### WHAT NEEDS TO BE DONE
Reproduce word for word the line that contains "compact shape [252,18]." and every line after it to the end of the records, with nothing else added.

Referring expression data
"""
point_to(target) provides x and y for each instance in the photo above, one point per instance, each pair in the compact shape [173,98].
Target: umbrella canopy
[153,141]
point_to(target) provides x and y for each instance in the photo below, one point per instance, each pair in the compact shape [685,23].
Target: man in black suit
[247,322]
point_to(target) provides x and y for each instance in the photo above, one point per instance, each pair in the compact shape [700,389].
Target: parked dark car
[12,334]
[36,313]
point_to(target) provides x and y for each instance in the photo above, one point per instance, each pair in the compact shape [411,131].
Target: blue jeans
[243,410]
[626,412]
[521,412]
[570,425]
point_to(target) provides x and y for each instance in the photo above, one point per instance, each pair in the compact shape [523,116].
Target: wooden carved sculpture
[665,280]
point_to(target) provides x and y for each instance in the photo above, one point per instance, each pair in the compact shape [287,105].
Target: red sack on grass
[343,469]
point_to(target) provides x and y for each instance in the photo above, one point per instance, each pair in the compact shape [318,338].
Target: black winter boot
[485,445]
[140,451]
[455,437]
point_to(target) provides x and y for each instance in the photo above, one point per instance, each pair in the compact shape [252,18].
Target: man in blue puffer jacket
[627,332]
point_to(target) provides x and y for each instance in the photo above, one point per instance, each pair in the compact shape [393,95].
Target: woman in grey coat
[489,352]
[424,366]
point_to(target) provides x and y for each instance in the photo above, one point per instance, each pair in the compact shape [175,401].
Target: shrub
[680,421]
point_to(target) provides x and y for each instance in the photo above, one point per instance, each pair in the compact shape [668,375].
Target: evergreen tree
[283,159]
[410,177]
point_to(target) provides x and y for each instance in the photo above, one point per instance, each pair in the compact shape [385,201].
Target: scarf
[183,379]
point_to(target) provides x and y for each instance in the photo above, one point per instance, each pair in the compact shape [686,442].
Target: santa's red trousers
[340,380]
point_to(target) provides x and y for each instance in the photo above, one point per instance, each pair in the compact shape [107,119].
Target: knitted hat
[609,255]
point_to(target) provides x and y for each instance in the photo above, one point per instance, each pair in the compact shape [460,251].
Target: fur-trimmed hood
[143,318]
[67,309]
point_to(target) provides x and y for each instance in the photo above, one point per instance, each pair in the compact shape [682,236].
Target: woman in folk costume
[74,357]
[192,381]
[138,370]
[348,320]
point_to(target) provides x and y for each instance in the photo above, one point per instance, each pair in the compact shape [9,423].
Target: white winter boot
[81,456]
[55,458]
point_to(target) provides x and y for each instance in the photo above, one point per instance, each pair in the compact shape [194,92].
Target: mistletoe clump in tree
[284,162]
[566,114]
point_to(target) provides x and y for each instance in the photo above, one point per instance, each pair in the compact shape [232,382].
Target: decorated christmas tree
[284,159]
"""
### WRITTEN REPLY
point_to(target) provides x and y for each instance in the photo above, one point per instance, each pair in the compact shape [252,18].
Target: man in blue puffer jacket
[627,332]
point_to(target) provides x and y for each instance in the photo above, one point per instance, each pair in the compact shape [393,95].
Target: woman in grey coat
[489,352]
[424,366]
point_to(target) provides x and y for each instance in the photo above, one point per instance, each pair in the compact shape [175,401].
Target: shrub
[680,421]
point_to(target) provides x and y for each instance in the photo above, one point per instance, each pair in the compact shape [668,375].
Target: evergreen tree
[283,159]
[410,177]
point_to(target) provides x and y for each instance in the photo above, one point per instance, each pair in the compact shape [385,201].
Target: scarf
[183,379]
point_to(target) provides x and y for each instance in the photo above, one point per instance, each pair in the compact shape [686,442].
Target: santa's red trousers
[340,380]
point_to(target) provides x and y for each instance in the photo above, one point per instance, each pair in the compact shape [107,119].
Target: knitted hat
[609,255]
point_to(target) provides x and y for each instance in the photo above, one point per instance, each pair in the compact shape [460,251].
Target: fur-trimmed hood
[143,318]
[67,309]
point_to(target) provides x and y for each instance in the photo above, one point per instance, each pair in the compact shape [682,236].
Target: woman in folk costume
[74,357]
[192,381]
[138,370]
[348,320]
point_to(target) provides x and y for each instance in the photo above, one point per instance, each pair in the compact shape [9,423].
Target: white winter boot
[81,456]
[55,458]
point_to(target) provides x and y for each instance in the photo above, one point per instance, each pair in the compact shape [194,92].
Target: mistletoe clump in tree
[284,162]
[566,114]
point_to(target) provides x and y for each instance in the photo above, one point per instance, each pair in the compact shape [232,382].
Target: decorated christmas tree
[284,159]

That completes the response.